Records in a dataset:
====

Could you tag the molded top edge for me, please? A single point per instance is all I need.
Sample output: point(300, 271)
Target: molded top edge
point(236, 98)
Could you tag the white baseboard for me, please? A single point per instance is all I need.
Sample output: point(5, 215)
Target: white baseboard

====

## WHAT YOU ARE ASKED TO DO
Copy the lines above word for word.

## OUTPUT
Could you tag the molded top edge for me, please? A single point per instance is all I need.
Sample output: point(300, 271)
Target: molded top edge
point(236, 98)
Could you tag the white baseboard for me, please? A single point per instance is all I need.
Sample output: point(5, 215)
Target: white baseboard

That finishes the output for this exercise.